──────── Material for the task ────────

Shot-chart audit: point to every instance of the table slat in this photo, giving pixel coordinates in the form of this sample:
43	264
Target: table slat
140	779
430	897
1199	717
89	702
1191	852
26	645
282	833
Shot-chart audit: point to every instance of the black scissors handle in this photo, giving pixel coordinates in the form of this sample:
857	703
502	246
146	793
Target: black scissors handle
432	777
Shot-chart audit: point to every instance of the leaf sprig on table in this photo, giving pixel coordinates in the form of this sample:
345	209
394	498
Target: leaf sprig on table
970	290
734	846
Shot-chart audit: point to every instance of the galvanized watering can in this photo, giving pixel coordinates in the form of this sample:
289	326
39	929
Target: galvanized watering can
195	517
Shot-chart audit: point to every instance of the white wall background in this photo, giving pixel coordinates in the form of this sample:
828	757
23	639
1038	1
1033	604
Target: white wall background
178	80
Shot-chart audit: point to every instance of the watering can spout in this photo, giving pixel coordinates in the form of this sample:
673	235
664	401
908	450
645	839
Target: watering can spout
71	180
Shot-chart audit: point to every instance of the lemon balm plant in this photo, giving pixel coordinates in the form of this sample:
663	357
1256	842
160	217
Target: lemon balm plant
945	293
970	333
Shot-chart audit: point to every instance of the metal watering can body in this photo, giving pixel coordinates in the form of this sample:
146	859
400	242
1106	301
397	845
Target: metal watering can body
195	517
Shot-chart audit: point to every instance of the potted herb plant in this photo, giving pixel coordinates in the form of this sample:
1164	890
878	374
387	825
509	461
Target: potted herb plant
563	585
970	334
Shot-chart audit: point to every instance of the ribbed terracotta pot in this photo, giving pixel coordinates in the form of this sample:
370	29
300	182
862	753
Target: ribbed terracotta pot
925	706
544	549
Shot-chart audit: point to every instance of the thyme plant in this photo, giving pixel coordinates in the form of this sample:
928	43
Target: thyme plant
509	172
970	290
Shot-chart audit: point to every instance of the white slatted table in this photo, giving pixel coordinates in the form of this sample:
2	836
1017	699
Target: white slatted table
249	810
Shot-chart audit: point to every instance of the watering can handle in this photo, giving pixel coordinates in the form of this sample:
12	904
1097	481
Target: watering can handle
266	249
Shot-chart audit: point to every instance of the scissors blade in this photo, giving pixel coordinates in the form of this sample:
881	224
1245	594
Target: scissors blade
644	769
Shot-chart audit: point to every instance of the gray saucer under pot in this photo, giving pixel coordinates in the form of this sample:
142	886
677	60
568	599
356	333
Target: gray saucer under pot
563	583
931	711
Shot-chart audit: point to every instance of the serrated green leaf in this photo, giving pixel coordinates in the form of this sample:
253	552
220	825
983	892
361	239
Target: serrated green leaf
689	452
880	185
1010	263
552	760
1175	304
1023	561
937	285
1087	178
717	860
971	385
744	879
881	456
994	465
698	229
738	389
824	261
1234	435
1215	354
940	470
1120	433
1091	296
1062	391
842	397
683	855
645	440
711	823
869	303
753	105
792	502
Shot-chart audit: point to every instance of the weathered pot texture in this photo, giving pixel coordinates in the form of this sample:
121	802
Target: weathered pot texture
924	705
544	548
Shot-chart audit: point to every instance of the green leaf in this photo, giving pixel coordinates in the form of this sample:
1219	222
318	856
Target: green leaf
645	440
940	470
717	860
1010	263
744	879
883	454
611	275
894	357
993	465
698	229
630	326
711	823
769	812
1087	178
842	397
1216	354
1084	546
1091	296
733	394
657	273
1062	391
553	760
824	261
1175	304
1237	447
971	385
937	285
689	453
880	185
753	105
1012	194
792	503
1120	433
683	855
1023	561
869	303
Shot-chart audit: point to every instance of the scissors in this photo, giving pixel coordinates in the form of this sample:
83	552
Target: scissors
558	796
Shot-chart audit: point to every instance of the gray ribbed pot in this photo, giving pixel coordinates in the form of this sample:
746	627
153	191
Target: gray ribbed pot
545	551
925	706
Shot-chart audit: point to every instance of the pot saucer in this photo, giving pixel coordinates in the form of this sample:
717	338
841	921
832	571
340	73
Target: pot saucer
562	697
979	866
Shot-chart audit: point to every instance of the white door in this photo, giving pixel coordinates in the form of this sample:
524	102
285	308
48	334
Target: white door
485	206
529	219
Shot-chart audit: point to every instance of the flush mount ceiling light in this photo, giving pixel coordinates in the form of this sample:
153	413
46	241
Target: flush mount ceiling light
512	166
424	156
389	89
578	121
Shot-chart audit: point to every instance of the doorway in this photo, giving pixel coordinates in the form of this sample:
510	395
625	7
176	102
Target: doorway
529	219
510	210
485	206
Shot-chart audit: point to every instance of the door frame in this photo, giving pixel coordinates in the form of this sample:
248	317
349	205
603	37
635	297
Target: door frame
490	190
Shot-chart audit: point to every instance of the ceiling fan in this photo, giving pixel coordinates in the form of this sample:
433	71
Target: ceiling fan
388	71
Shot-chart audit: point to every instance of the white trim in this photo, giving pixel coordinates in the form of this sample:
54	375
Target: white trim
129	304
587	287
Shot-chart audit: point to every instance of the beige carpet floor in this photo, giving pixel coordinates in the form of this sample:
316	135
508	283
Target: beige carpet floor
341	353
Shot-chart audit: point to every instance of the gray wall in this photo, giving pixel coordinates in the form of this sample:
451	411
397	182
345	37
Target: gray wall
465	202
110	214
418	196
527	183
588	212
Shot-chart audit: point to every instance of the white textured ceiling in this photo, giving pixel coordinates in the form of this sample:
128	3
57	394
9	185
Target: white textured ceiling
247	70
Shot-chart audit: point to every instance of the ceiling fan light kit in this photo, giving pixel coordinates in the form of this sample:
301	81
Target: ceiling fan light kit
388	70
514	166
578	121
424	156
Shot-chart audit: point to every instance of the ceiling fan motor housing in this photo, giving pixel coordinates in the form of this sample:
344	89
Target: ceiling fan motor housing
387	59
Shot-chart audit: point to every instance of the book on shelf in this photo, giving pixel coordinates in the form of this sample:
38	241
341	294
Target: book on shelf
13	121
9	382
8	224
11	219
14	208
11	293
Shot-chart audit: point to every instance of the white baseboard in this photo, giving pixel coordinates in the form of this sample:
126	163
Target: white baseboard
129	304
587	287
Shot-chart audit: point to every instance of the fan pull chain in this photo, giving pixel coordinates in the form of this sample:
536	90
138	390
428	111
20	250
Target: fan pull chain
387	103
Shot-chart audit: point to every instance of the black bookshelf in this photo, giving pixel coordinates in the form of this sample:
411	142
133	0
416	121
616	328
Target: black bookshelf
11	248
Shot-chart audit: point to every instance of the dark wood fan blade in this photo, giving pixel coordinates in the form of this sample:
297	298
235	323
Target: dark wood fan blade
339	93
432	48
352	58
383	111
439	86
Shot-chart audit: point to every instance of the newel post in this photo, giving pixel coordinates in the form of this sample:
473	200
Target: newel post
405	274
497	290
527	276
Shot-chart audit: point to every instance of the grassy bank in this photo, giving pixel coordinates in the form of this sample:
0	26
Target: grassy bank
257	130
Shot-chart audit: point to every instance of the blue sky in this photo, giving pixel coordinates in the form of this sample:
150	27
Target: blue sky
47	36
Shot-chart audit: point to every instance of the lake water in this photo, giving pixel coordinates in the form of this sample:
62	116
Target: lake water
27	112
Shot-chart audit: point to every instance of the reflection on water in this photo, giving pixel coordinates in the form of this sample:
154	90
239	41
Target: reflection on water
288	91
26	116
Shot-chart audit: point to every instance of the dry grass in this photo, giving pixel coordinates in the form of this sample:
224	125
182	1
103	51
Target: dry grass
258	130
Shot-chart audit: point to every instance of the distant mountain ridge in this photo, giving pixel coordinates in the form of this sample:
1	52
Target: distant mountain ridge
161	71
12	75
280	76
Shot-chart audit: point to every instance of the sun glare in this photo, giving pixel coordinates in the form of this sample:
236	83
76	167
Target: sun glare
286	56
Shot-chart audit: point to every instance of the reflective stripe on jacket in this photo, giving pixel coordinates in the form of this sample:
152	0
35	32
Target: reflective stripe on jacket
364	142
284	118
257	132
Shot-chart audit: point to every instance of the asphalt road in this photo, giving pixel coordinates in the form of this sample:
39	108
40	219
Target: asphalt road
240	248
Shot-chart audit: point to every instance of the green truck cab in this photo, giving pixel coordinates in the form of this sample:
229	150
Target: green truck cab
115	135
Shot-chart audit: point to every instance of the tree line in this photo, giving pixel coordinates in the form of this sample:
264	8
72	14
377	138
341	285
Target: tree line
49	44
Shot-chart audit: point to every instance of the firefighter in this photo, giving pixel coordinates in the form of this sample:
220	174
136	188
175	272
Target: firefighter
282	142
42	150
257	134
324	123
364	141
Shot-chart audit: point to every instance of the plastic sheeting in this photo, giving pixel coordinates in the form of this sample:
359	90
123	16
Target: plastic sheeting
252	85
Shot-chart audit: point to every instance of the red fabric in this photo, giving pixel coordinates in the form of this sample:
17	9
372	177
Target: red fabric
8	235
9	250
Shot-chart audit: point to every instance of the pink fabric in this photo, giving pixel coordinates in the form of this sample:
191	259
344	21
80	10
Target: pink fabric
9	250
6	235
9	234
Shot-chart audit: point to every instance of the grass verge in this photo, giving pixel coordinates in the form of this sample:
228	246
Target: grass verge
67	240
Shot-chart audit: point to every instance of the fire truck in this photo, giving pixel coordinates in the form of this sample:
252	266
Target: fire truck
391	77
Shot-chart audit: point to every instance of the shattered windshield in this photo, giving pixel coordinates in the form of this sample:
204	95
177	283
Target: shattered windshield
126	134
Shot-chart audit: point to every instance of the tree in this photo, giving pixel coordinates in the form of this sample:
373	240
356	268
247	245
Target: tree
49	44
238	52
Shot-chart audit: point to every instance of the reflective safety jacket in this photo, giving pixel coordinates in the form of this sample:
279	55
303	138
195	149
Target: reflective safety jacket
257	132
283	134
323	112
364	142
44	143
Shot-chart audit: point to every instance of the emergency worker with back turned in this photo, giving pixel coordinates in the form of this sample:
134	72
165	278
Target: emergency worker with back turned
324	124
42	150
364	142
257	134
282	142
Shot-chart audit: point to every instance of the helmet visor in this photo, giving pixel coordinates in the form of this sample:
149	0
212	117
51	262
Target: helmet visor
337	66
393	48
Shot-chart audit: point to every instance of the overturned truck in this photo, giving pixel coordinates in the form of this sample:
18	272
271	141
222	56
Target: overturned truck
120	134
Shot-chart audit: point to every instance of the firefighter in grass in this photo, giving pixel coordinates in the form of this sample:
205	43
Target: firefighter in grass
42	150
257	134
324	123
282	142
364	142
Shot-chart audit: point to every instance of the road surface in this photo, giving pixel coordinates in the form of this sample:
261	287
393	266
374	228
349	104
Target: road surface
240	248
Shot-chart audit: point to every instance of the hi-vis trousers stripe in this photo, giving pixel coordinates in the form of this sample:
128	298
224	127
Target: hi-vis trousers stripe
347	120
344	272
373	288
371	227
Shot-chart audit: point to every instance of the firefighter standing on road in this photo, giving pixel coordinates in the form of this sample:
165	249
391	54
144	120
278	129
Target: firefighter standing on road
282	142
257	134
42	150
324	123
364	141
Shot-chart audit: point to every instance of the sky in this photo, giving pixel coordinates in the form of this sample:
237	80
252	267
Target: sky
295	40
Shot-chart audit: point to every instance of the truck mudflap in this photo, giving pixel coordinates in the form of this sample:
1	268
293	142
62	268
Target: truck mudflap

────────

■ Exercise prompt:
Reproduce the lines from the one containing "the firefighter standing" through the last line, requests included, offsetting each answer coordinate by 144. Leave the requests and their sample coordinates unchanged.

■ Solution:
Shot-chart audit: point to every instance of the firefighter standing on road in this photo, giving pixel coordinates in the form of this sample:
165	249
391	54
144	120
278	129
Target: firefighter standing on road
426	286
401	278
186	294
468	267
508	285
Shot-chart audit: point to every instance of the sky in this photo, giving pixel coordinates in the form of this sample:
237	80
252	267
Target: sky
439	184
Shot-chart audit: point to every instance of the truck mudflap in this photo, giving pixel coordinates in the form of this sample:
1	268
293	142
62	268
Target: truck mudflap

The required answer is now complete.